>> start Exercise materials
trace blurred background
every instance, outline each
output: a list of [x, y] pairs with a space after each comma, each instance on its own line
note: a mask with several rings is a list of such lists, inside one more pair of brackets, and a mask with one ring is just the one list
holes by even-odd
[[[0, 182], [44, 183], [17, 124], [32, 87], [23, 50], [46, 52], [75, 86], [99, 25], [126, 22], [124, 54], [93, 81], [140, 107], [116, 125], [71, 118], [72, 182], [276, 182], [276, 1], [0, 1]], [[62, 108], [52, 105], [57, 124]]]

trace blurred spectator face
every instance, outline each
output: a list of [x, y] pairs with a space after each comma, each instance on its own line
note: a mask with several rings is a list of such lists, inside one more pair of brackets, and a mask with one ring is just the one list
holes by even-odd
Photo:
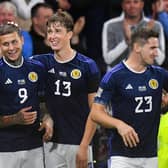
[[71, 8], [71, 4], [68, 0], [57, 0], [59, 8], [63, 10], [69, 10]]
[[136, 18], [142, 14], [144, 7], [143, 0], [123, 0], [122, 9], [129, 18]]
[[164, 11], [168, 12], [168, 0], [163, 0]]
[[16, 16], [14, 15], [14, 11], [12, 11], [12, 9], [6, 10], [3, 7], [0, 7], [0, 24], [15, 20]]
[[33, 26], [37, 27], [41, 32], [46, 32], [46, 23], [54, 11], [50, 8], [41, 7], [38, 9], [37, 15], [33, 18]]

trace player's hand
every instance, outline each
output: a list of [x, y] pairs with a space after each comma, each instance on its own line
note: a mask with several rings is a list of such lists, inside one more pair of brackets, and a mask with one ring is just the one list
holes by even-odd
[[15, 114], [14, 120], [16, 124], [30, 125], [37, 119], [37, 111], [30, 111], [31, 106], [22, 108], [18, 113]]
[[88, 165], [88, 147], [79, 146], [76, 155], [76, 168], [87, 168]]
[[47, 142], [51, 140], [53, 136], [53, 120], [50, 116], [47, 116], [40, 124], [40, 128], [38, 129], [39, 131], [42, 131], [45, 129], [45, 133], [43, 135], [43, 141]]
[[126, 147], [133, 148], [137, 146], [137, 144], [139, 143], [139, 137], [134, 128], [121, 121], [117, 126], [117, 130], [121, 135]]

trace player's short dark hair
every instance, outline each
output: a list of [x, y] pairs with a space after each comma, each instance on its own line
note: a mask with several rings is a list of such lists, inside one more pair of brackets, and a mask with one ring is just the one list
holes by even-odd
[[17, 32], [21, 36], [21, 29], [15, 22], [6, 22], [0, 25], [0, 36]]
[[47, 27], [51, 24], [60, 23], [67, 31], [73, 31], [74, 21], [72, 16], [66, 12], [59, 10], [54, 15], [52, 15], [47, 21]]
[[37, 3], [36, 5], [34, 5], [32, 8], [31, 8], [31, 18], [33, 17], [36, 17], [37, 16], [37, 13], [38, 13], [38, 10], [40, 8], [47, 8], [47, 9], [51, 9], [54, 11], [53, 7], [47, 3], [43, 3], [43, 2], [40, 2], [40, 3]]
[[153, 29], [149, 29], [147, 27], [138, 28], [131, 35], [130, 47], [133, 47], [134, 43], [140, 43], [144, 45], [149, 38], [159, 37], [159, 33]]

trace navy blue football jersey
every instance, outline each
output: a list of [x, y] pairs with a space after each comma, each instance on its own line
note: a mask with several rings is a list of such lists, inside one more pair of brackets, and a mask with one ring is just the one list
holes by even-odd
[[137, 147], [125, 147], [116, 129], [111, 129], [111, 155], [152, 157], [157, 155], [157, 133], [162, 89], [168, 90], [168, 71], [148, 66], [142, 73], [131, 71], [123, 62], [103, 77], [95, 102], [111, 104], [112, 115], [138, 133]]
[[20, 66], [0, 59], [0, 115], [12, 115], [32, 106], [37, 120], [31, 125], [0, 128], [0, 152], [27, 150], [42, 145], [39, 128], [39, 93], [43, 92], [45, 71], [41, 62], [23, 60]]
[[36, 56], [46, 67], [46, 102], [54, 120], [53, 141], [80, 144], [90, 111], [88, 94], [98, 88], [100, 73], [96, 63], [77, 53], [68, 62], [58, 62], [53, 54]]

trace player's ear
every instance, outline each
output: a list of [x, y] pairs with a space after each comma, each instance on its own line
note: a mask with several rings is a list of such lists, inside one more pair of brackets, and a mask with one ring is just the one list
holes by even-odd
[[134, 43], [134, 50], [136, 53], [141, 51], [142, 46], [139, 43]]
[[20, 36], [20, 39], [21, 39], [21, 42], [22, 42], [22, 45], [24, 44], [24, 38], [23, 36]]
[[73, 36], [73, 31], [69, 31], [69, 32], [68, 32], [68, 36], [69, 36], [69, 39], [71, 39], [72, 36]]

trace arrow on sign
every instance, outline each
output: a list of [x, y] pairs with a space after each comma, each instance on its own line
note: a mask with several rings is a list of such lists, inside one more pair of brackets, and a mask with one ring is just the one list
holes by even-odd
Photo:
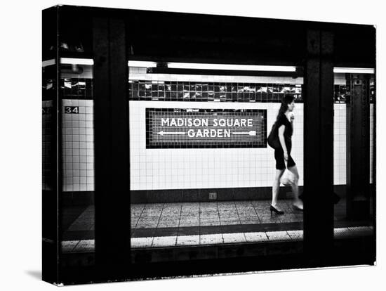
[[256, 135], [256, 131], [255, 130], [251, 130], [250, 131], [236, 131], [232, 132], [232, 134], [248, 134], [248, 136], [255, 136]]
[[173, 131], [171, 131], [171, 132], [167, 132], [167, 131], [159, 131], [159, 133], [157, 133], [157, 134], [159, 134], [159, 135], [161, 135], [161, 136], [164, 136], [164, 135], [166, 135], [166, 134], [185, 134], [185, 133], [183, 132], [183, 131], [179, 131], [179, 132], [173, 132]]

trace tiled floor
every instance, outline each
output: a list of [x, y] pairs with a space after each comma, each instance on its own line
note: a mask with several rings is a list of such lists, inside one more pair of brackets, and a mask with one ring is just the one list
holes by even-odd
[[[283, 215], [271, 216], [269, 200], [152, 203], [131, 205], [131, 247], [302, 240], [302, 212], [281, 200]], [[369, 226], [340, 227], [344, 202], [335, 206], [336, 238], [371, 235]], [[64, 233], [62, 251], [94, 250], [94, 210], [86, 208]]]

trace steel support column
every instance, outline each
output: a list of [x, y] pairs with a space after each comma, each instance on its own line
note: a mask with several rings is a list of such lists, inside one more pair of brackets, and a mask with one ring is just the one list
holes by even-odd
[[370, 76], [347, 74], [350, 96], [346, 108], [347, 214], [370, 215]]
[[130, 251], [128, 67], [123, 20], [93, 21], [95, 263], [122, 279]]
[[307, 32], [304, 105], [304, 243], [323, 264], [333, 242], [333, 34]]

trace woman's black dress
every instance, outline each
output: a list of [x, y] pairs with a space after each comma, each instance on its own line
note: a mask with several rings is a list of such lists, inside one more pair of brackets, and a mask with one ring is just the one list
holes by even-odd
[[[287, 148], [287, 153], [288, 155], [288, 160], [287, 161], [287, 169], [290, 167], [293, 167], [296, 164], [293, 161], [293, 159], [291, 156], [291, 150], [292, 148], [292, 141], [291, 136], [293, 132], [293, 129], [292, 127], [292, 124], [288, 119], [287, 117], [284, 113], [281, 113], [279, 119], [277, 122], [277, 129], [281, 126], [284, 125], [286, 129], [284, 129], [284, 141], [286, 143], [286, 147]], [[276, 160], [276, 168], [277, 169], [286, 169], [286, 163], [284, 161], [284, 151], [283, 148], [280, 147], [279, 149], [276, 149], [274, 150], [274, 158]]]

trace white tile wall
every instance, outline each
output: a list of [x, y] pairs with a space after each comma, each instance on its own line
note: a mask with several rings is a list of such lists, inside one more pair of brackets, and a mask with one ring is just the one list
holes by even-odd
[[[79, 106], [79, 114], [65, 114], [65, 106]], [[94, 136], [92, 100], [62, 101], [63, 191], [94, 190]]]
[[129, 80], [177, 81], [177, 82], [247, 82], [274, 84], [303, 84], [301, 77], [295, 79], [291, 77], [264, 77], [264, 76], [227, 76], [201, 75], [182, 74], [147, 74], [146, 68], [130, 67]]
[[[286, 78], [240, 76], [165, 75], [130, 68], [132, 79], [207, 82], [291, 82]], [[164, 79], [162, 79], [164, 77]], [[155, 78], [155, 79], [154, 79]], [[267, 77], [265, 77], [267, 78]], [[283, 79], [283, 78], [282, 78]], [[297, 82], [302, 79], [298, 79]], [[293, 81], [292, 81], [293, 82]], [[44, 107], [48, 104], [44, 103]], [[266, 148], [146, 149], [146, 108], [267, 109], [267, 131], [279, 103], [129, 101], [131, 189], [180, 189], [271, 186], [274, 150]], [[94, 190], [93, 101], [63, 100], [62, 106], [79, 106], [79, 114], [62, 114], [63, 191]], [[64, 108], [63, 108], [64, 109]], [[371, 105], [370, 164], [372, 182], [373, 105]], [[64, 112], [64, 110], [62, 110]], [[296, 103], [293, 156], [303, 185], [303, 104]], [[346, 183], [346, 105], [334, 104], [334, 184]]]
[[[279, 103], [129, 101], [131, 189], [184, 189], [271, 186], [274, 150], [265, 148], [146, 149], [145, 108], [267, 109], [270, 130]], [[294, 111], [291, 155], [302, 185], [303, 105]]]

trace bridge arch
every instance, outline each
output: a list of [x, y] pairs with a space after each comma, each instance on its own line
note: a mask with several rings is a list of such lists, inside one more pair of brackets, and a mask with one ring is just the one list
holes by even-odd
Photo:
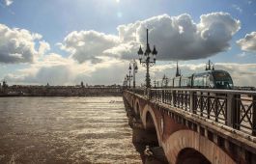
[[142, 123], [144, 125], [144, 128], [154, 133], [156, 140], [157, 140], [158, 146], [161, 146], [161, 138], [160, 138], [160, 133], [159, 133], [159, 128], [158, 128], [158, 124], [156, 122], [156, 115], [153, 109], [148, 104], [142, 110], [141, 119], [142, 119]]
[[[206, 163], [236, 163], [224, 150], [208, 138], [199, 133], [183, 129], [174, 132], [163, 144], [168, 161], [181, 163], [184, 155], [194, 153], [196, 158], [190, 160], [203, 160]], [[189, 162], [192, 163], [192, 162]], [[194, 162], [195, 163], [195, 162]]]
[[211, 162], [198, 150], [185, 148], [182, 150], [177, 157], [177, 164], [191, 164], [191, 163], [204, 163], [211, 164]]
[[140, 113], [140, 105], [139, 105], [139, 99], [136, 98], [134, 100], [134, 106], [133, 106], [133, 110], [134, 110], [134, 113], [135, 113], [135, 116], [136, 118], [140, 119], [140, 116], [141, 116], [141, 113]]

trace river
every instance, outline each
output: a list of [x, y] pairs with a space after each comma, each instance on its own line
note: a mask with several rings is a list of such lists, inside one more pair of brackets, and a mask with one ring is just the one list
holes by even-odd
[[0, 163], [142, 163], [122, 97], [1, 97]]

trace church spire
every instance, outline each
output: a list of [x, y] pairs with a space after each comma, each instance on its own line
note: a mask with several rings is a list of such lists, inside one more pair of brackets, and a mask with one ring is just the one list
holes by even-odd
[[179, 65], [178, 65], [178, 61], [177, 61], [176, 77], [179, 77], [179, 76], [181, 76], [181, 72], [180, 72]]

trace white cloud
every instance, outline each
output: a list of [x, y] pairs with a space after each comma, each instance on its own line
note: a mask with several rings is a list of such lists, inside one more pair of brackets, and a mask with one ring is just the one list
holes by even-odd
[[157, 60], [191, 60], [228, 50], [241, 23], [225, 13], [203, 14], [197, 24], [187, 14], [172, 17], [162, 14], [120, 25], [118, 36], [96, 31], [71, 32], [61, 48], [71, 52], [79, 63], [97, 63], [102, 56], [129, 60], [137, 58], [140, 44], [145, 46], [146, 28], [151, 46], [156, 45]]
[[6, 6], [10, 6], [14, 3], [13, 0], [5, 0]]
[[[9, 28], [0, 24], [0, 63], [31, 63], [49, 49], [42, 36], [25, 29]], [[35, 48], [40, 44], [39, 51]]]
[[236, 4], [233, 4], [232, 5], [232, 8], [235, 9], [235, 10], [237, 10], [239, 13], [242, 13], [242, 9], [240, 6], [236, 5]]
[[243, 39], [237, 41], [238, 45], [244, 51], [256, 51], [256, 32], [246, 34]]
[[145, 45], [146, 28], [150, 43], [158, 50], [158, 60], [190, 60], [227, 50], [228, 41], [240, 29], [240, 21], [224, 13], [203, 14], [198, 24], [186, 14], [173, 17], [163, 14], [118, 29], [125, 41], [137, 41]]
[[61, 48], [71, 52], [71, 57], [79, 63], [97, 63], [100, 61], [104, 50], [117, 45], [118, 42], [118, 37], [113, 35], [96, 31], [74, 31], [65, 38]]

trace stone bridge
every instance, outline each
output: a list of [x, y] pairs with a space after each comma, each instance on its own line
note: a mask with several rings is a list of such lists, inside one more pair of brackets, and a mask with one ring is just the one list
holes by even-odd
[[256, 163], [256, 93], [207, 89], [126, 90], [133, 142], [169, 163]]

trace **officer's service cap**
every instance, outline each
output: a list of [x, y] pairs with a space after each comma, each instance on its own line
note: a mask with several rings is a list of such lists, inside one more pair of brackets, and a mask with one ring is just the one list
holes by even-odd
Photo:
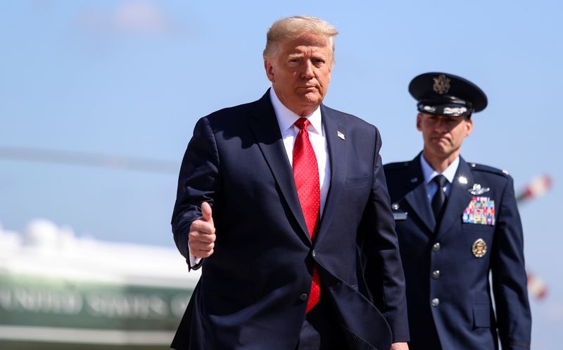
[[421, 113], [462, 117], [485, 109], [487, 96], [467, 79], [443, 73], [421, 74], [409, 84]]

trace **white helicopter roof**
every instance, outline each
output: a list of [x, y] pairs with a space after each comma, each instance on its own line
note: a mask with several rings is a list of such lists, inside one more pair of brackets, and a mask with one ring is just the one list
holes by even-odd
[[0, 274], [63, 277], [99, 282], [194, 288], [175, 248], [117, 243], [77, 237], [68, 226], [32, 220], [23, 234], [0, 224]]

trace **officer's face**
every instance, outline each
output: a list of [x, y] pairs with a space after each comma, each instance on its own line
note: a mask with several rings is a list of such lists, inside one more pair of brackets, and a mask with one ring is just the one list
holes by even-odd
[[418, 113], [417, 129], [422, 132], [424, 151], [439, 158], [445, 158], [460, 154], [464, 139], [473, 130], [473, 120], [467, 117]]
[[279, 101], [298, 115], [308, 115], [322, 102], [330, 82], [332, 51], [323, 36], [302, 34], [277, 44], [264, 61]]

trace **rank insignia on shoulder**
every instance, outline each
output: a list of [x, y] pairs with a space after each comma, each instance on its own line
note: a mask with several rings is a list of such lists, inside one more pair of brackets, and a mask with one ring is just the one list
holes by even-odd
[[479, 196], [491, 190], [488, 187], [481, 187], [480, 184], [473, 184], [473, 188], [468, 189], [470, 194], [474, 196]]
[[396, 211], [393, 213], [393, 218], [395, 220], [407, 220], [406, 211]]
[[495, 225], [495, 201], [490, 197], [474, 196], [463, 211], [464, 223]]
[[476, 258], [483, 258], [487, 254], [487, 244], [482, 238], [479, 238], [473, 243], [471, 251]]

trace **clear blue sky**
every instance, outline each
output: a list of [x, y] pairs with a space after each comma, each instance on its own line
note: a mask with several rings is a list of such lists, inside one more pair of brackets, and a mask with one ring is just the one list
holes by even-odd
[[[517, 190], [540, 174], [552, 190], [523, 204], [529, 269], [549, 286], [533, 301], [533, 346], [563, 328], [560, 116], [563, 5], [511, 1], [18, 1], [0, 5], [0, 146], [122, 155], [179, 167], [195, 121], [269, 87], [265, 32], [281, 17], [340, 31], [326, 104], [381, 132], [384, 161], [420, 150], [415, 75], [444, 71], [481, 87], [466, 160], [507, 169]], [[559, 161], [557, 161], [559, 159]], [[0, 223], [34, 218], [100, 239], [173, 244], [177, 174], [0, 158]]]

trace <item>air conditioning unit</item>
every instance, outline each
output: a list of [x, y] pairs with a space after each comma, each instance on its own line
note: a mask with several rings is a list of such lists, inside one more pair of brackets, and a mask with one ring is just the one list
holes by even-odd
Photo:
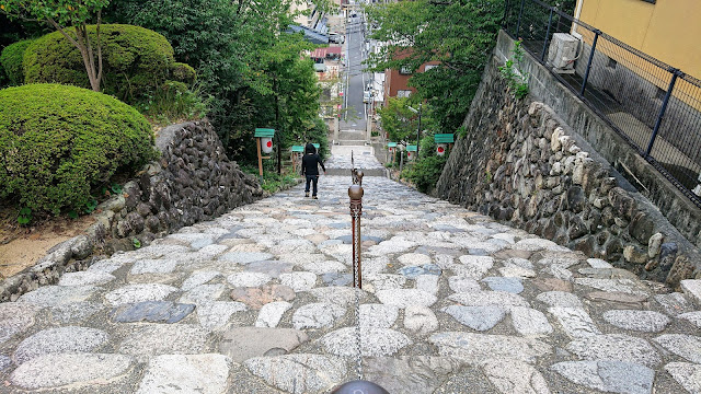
>> end Exercise materials
Set exercise:
Reproduce everything in the listing above from the line containing "trace **officer's service cap**" down to the line containing "74], [409, 84]]", switching "service cap" to "peaked cap" and leaving all else unchanged. Omit the pictures from your answer.

Completed task:
trace **officer's peaked cap**
every instance, outline each
output: a list of [x, y] pairs with a space after each comma, each instance on its own line
note: a mask with several rings is a list of such lists, inside one more pair of brackets, and a mask with one ring is just the one list
holes by even-odd
Photo:
[[421, 113], [462, 117], [485, 109], [487, 96], [467, 79], [443, 73], [421, 74], [409, 84]]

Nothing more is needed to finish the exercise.